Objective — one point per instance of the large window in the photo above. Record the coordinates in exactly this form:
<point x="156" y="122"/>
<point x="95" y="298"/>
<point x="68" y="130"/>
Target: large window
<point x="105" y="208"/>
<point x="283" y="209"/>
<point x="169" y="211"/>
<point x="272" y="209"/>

▬▬▬▬▬▬▬▬▬▬

REQUIREMENTS:
Rewrite the data above, substituting "tall window" for each occurrence of "large window" and leaving everything else unchanged.

THE REPLY:
Objective — one point per instance of the tall window in the photo above. Record the coordinates in exactly this form:
<point x="156" y="122"/>
<point x="95" y="298"/>
<point x="68" y="130"/>
Target: tall window
<point x="105" y="208"/>
<point x="283" y="209"/>
<point x="169" y="211"/>
<point x="272" y="209"/>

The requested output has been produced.